TEXT EXCERPT:

⁂

RE: IRIs, URIs, TAG issues 15 and 27

It is not enough to say "strcmp()is OK".  We must require 
the minimal level of C14N provided by XML, namely resolution 
of entities and numeric character references.  While this is 
obvious in a pure XML environment, I remain concerned that 
namespace URIs may be plucked out of XML documents and 
transplanted into other environments without the application 
of this minimal C14N.

Misha


> -----Original Message-----
> From: Williams, Stuart [mailto:skw@hplb.hpl.hp.com] 
> Sent: 25 April 2003 13:40
> To: 'Tim Bray'
> Cc: uri@w3.org; WWW-Tag
> Subject: RE: IRIs, URIs, TAG issues 15 and 27
> 
> 
> 
> Tim,
> 
> 
> > -----Original Message-----
> > From: Tim Bray [mailto:tbray@textuality.com]
> > Sent: 15 April 2003 00:31
> > To: WWW-Tag; uri@w3.org
> > Subject: IRIs, URIs, TAG issues 15 and 27
> > 
> > 
> > 
> > The TAG has two issues on its plate, 
> > http://www.w3.org/2001/tag/ilist#URIEquivalence-15 
> (essentially: when 
> > are two URIs considered equivalent?) and
> > http://www.w3.org/2001/tag/ilist#IRIEverywhere-27 
> (essentially: what 
> > should we do about IRIs?).
> > 
> > I, with lots of TAG input, drafted some text on the 
> comparison issue, 
> > most of which has now made it into the latest draft of the RFC2396 
> > revision at 
> > http://www.apache.org/~fielding/uri/rev-2002/rfc2396bis.html.

⁂

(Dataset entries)
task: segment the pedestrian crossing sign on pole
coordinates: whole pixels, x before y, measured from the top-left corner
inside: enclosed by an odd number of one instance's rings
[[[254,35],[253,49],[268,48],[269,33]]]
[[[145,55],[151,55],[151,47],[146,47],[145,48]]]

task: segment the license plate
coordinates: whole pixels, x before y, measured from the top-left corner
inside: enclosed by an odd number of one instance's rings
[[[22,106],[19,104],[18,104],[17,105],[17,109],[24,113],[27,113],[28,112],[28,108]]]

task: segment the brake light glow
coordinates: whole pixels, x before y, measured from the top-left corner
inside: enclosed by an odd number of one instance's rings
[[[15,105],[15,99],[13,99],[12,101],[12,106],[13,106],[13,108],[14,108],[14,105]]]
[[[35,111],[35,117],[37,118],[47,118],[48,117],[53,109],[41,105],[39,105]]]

⁂

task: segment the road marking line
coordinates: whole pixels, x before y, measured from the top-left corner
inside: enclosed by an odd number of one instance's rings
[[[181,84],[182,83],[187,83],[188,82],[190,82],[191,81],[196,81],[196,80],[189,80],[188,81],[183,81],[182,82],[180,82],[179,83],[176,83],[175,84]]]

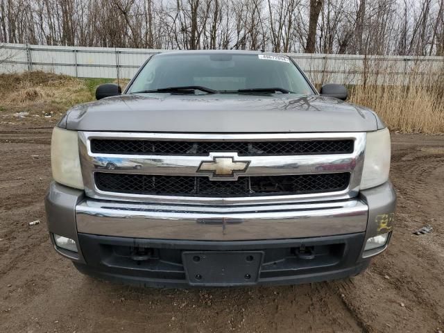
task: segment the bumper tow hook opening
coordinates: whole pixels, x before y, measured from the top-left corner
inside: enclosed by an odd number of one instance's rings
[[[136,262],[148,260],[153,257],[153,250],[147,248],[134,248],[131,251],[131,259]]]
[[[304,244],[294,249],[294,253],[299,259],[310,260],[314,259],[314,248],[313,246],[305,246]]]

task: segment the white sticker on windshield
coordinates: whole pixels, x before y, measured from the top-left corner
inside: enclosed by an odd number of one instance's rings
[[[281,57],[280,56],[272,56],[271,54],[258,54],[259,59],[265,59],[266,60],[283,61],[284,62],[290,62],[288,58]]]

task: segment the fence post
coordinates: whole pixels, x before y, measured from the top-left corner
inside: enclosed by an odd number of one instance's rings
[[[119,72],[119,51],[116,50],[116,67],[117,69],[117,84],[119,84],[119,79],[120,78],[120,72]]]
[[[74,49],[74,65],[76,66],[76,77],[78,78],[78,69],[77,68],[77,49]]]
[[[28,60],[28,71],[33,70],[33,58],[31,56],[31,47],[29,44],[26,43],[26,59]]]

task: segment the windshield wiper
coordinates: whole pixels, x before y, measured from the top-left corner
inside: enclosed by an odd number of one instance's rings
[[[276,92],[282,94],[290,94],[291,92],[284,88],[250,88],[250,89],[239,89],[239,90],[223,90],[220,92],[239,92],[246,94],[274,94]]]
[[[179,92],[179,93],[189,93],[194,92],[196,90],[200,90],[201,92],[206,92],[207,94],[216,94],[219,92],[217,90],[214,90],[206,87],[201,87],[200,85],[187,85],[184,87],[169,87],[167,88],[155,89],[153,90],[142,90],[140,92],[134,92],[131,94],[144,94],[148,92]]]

⁂

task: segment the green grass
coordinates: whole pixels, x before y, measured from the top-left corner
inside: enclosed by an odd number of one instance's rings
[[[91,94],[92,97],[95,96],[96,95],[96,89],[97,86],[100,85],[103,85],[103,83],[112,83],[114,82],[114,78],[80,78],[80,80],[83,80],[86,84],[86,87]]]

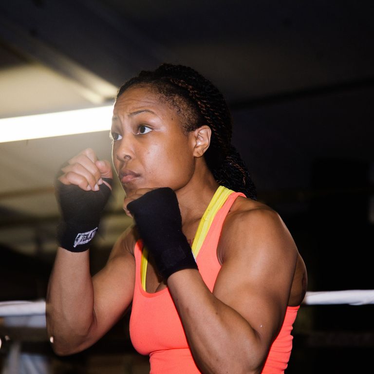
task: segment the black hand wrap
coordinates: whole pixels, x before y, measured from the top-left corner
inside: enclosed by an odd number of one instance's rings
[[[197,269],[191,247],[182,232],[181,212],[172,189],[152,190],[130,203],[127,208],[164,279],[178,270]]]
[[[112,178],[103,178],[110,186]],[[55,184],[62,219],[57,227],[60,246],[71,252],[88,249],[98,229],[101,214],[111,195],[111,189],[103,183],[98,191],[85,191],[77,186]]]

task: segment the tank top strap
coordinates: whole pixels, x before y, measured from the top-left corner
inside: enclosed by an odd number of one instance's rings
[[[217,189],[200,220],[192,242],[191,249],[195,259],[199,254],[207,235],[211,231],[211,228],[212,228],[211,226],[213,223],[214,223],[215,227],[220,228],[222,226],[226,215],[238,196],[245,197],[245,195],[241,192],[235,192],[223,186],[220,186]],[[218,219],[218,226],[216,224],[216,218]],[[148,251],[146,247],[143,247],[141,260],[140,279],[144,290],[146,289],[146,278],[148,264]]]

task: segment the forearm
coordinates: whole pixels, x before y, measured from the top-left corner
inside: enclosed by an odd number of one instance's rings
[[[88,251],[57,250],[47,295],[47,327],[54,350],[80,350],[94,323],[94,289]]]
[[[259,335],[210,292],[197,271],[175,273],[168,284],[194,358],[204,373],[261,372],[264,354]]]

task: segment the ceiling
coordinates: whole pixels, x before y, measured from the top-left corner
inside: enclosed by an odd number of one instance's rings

⁂

REQUESTS:
1 – Retype the passage of the mailing-list message on IRIs and URIs from "It is not enough" up to and including "this minimal C14N.".
2 – Extend the mailing-list message on IRIs and URIs, picking up right after its last line.

ANSWERS TO THE EXERCISE:
1 –
It is not enough to say "strcmp()is OK".  We must require 
the minimal level of C14N provided by XML, namely resolution 
of entities and numeric character references.  While this is 
obvious in a pure XML environment, I remain concerned that 
namespace URIs may be plucked out of XML documents and 
transplanted into other environments without the application 
of this minimal C14N.

2 –
> > 
> > We've spun our wheels on this quite a bit and failed to record much 
> > progress.  However, I feel that we do have quite a bit of consensus 
> > lurking and we can move forward on these issues.
> 
> Indeed...
> > 
> > I suspect that we agree on the following:
> > 
> > 1. In response to the basic question asked by Jonathan 
> Marsh et al in 
> > Issue 27, the TAG answers, first of all, "Yes".  That is, 
> we believe 
> > that it is important that Web identifiers be able to use non-ASCII 
> > characters natively and straightforwardly, and that the IRI 
> work (see 
> > http://www.w3.org/International/iri-edit/) is sound and is 
> making good 
> > progress.  
> 
> Yes.
> 
> > That said, the draft is not yet stable or finalized, and we 
> > agree with the concern addressed by Marsh et al about the 
> risk involved 
> > when referencing unstable standards.
> 
> Yes.
> 
> > As of now, both XML 1.* and XML 
> > Schema's "AnyURI" work define a construct where IRIs may be 
> used, and 
> > the benefit seems to justify the risk.
> 
> "...define a construct where IRIs may be used *once they have 
> become defined
> in a normative specification*..."
> 
> Yes.
> 
> In particular mostly like the way this has been handled in 
> XML Namespaces
> 1.1 [1]:
> 
> "  9 Internationalized Resource Identifiers (IRIs)
> 
>    Work is currently in progress to produce an RFC defining
> Internationalized 
>    Resource Identifiers (IRIs). Since this work is not yet 
> complete, in this
> 
>    section we give a syntactic definition of IRIs for the 
> purposes of this 
>    specification. We expect to issue an erratum replacing 
> this section with 
>    a reference to the RFC when it is published. Users 
> defining namespaces
> are 
>    advised to restrict namespace names to URIs until software 
> supporting
> IRIs 
>    is in common use. 
> 
>    For a more general definition and discussion of IRIs see 
> [IRI draft] 
>    (work in progress). 
> 
>    URI references are restricted to a subset of the ASCII characters; 
>    IRI references allow some of the disallowed ASCII characters as 
>    well as most Unicode characters from #xA0 onwards."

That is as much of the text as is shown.